### Problema
¿Puedes transcribir sin cambios las líneas que empiezan en la que contiene "Indicate the dirt" y terminan en la que contiene "x=92, y=352", ambas incluidas?

### Entradas proporcionadas
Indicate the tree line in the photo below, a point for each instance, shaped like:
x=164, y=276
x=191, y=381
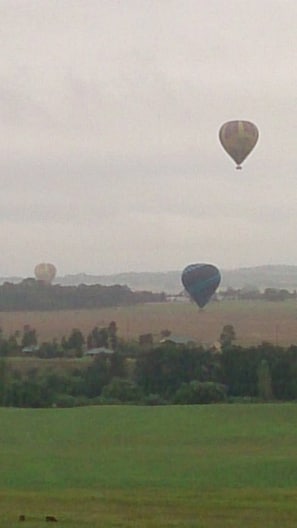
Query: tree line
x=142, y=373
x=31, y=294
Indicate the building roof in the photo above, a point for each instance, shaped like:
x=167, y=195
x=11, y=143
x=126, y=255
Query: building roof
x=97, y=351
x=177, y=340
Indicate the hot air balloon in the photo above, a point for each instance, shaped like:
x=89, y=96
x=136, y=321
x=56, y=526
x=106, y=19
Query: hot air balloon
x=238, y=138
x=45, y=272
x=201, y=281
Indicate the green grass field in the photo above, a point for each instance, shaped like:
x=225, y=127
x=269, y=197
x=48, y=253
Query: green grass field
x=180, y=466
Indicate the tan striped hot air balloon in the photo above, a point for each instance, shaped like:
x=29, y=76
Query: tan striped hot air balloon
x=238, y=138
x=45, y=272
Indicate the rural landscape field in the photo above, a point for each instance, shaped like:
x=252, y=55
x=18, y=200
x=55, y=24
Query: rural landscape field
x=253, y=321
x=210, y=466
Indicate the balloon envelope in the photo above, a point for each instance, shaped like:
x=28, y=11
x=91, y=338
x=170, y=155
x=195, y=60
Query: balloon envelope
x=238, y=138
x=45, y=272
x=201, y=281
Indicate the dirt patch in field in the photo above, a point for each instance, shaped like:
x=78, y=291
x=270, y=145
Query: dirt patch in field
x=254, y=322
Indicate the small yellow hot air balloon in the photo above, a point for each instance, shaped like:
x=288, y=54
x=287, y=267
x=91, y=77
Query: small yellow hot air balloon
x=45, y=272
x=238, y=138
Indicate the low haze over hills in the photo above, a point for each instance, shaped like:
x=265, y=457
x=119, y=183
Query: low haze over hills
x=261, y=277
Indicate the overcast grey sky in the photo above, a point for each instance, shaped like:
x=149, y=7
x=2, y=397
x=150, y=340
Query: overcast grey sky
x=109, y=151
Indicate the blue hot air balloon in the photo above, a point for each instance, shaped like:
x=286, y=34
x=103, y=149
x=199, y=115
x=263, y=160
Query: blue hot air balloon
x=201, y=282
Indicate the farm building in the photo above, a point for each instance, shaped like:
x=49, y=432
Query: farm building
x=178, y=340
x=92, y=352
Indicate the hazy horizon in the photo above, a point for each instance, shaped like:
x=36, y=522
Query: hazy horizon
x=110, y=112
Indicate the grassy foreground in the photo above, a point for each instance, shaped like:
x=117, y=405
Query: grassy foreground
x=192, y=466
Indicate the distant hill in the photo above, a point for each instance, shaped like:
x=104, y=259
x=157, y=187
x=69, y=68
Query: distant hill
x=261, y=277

--

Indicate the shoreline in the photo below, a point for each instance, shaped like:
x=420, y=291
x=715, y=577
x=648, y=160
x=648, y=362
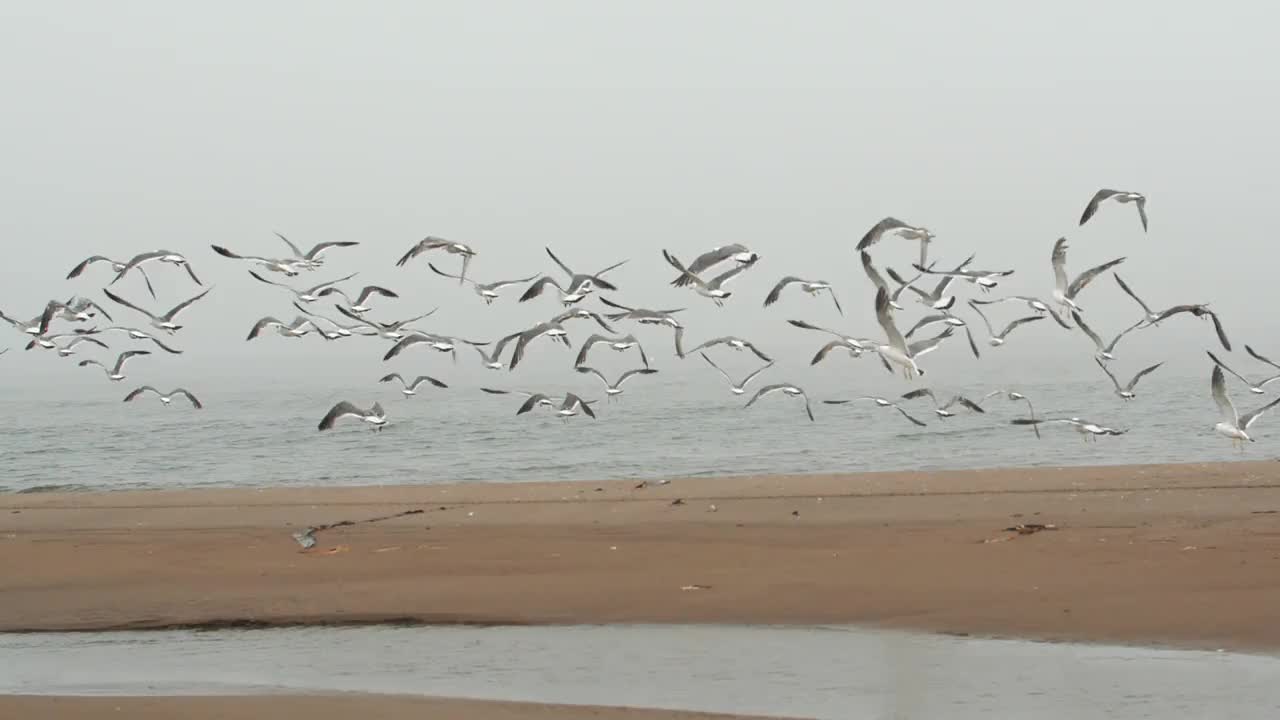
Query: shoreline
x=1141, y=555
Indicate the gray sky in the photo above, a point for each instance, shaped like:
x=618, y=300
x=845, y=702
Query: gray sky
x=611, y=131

==

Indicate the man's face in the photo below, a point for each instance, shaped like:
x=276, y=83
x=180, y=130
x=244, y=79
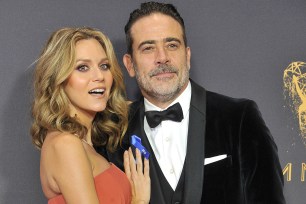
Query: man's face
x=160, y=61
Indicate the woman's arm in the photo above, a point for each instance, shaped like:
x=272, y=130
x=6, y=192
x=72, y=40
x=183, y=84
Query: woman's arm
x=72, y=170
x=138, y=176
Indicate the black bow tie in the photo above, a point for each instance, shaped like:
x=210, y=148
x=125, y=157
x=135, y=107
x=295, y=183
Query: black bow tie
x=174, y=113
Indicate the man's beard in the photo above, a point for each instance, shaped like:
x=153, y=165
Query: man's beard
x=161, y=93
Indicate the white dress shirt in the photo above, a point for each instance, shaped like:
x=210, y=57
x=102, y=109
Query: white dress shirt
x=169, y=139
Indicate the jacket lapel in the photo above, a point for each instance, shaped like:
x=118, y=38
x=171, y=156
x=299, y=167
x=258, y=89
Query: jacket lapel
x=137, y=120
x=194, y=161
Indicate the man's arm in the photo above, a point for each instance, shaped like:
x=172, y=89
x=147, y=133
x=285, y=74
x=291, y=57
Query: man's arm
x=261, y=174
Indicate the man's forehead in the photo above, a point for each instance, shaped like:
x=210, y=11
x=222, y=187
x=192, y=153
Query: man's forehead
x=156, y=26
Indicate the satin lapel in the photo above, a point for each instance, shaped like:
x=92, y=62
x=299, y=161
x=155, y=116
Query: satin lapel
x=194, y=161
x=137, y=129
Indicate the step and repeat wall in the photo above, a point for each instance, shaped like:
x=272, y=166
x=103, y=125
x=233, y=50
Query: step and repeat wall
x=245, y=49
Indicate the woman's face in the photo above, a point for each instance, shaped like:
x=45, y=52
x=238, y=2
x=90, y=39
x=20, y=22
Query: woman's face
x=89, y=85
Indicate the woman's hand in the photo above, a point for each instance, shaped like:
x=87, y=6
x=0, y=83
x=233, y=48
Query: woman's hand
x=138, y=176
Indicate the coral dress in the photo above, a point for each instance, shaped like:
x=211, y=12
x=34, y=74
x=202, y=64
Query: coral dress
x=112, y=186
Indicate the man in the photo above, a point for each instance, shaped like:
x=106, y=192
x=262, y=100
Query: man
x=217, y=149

### Respuesta
Indicate the dirt patch in field in the photo above, a point for each instance, shaped like:
x=78, y=291
x=270, y=145
Query: dirt patch in field
x=254, y=322
Indicate the small yellow hot air balloon in the photo above, a point for each instance, shaped like:
x=288, y=54
x=287, y=267
x=91, y=77
Query: small yellow hot air balloon
x=45, y=272
x=238, y=138
Indicate the low haze over hills in the photo above, a point for each instance, shaped like:
x=265, y=457
x=119, y=183
Query: low haze over hills
x=261, y=277
Indicate the overcast grey sky in the photo above, a point for each instance, shaped like:
x=149, y=7
x=2, y=397
x=150, y=340
Query: overcast grey sky
x=109, y=151
Indicate the blue hot air balloon in the photo above, a point for each instance, shaped like:
x=286, y=34
x=103, y=149
x=199, y=115
x=263, y=160
Query: blue hot air balloon
x=201, y=282
Indicate the farm building in the photo above, a point for each instance, shaped like:
x=49, y=432
Query: farm building
x=178, y=340
x=92, y=352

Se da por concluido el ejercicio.